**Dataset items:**

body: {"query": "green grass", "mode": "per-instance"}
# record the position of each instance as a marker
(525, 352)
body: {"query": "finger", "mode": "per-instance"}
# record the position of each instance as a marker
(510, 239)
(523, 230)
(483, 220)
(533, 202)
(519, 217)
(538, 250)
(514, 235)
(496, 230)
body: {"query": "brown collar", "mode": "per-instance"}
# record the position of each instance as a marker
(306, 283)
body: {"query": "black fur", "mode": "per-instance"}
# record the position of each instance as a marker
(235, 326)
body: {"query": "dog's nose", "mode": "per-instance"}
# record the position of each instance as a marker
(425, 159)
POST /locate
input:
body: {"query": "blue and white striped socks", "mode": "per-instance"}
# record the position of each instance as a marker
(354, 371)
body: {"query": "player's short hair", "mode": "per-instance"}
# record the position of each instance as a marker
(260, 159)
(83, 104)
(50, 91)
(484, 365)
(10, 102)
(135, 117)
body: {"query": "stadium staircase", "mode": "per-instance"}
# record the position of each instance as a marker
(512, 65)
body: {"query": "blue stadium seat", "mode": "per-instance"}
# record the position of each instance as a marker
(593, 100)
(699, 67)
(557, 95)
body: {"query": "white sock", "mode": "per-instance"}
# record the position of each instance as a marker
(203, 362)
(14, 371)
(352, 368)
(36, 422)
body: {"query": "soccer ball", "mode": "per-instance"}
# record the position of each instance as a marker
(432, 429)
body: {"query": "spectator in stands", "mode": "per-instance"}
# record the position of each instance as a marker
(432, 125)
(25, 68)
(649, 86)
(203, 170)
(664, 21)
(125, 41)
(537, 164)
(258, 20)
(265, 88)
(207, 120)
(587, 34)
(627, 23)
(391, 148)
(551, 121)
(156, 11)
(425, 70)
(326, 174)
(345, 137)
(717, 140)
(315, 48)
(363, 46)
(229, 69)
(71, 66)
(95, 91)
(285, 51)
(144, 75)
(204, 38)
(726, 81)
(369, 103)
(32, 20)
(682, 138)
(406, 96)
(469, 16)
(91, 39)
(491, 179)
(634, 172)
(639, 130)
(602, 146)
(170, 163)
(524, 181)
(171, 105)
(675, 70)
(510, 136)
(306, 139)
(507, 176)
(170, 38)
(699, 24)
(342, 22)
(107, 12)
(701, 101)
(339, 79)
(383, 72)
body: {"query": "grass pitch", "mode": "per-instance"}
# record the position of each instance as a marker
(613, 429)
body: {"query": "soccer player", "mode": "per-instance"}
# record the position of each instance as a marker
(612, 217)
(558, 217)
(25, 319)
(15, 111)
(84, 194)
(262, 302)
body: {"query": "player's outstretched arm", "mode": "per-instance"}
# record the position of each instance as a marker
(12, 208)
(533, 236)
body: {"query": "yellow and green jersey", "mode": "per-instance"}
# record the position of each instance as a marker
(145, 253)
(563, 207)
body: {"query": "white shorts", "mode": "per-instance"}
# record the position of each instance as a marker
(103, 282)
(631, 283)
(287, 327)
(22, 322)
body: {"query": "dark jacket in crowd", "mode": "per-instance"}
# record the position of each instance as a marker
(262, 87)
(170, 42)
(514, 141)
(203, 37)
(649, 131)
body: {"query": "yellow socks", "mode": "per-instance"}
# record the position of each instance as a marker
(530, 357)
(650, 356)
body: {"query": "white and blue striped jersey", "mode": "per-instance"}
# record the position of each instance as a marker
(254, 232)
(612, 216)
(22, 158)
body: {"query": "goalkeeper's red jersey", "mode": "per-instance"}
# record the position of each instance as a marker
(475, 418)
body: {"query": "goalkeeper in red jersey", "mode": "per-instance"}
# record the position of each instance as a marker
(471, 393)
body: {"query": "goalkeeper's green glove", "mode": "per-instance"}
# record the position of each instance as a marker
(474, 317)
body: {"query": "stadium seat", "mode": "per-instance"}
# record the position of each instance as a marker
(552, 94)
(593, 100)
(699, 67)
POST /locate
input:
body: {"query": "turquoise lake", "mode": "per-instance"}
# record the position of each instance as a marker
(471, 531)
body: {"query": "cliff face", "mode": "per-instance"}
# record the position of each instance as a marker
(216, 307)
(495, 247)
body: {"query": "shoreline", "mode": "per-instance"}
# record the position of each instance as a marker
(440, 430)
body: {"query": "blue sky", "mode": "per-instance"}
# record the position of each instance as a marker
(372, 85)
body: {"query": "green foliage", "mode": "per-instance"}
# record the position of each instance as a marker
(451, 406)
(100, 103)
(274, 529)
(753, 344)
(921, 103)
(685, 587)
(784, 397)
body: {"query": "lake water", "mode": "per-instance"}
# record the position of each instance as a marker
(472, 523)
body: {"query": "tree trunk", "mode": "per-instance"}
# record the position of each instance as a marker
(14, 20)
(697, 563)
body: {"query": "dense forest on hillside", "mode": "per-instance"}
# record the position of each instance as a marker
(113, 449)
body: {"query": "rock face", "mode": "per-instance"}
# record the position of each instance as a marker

**Your objective:**
Exactly reproduce all of the entries.

**Finished answer:**
body: {"query": "green grass", "mode": "per-instance"}
# record the position of each instance as a marker
(525, 352)
body: {"query": "finger", "mode": "per-instance"}
# record the position of each instance as a marker
(510, 239)
(523, 230)
(483, 220)
(533, 202)
(519, 217)
(538, 250)
(514, 235)
(496, 230)
body: {"query": "brown collar", "mode": "per-instance"}
# record the position of each instance as a marker
(306, 283)
body: {"query": "black fur", "mode": "per-instance"}
# record the position of each instance as a marker
(235, 326)
body: {"query": "dog's nose", "mode": "per-instance"}
# record the position of each instance as a marker
(425, 159)
POST /locate
input:
body: {"query": "blue and white striped socks", "mode": "per-instance"}
# record the position of each instance as a marker
(354, 371)
body: {"query": "player's short hair", "mode": "per-instance"}
# record the position of each instance as a marker
(260, 159)
(83, 104)
(50, 91)
(484, 365)
(10, 102)
(135, 117)
body: {"query": "stadium staircase", "mode": "per-instance"}
# record the position of each instance as a marker
(512, 65)
body: {"query": "blue stadium seat", "mode": "per-instance"}
# record the position of each instance as a marker
(593, 100)
(699, 67)
(557, 95)
body: {"query": "white sock", "mode": "per-instance"}
# record the position of each instance as a marker
(203, 362)
(14, 371)
(352, 368)
(36, 422)
body: {"query": "soccer ball", "mode": "per-instance"}
# record the position of each instance as a marker
(432, 429)
body: {"query": "spectator in stands", "mode": "per-instance"}
# record the position of each instance as a marker
(432, 125)
(25, 68)
(649, 86)
(203, 170)
(664, 21)
(125, 41)
(537, 164)
(258, 20)
(265, 88)
(207, 120)
(587, 34)
(627, 23)
(391, 148)
(551, 121)
(156, 11)
(425, 70)
(326, 174)
(345, 137)
(717, 140)
(315, 48)
(363, 46)
(229, 69)
(71, 66)
(95, 91)
(285, 51)
(144, 75)
(204, 38)
(726, 81)
(369, 103)
(32, 20)
(682, 138)
(406, 96)
(469, 16)
(91, 39)
(491, 179)
(634, 172)
(639, 130)
(602, 146)
(170, 163)
(524, 181)
(171, 105)
(675, 70)
(510, 136)
(306, 139)
(507, 176)
(170, 38)
(699, 24)
(342, 22)
(107, 12)
(701, 101)
(339, 79)
(383, 72)
body: {"query": "grass pitch", "mode": "per-instance"}
# record the position of each instance as a marker
(613, 429)
body: {"query": "soccer player", "mode": "per-instance"}
# record the position of each instance as a marker
(612, 217)
(558, 217)
(25, 319)
(15, 111)
(84, 194)
(262, 302)
body: {"query": "player's outstretched arm", "mode": "per-instance"}
# record the position of each instance as a marker
(12, 208)
(533, 236)
body: {"query": "yellow and green jersey", "mode": "per-instance"}
# record the position of each instance as a marker
(145, 253)
(563, 207)
body: {"query": "white shorts", "mode": "per-instance"}
# record the position of each instance as a marker
(103, 282)
(631, 283)
(287, 327)
(22, 322)
body: {"query": "dark jacket in crowd", "mode": "per-instance"}
# record the position of each instance as a marker
(262, 87)
(170, 42)
(514, 141)
(203, 37)
(649, 131)
body: {"query": "yellow socks", "mode": "per-instance"}
# record the position of each instance as a marker
(530, 357)
(650, 356)
body: {"query": "white and blue striped jersey", "mode": "per-instance"}
# record the position of each instance as a marker
(254, 232)
(612, 216)
(22, 158)
body: {"query": "goalkeeper's red jersey", "mode": "per-instance"}
# record the position of each instance as a marker
(475, 418)
body: {"query": "goalkeeper in red jersey", "mode": "per-instance"}
# record the position of each instance as a marker
(471, 393)
body: {"query": "goalkeeper's green glove", "mode": "per-instance"}
# record the position of each instance as a marker
(474, 317)
body: {"query": "stadium seat", "mode": "per-instance"}
# record the position of each instance as a marker
(552, 94)
(593, 100)
(699, 67)
POST /locate
input:
body: {"query": "turquoise lake", "mode": "per-instance"}
# record the position of each instance as a marker
(471, 531)
body: {"query": "cliff face", "mode": "per-instance"}
# record the position of each instance as a marker
(216, 307)
(495, 247)
body: {"query": "shoreline", "mode": "per-instance"}
# record the position of each instance as a marker
(440, 430)
body: {"query": "blue sky", "mode": "per-instance"}
# record the position of each instance as a marker
(372, 85)
body: {"query": "green foliage", "mode": "per-instance"}
# record the position of each instance as a marker
(451, 406)
(100, 103)
(274, 529)
(753, 344)
(921, 103)
(685, 587)
(784, 397)
body: {"query": "lake water", "mode": "per-instance"}
# record the position of each instance as a marker
(472, 523)
body: {"query": "tree trunk", "mode": "per-instance"}
# record the position of each instance as a marker
(14, 20)
(697, 563)
body: {"query": "dense forest on hillside", "mode": "per-instance"}
# record the position of each instance as a marker
(113, 449)
body: {"query": "rock face", "mode": "per-instance"}
# record the position of each instance as a marker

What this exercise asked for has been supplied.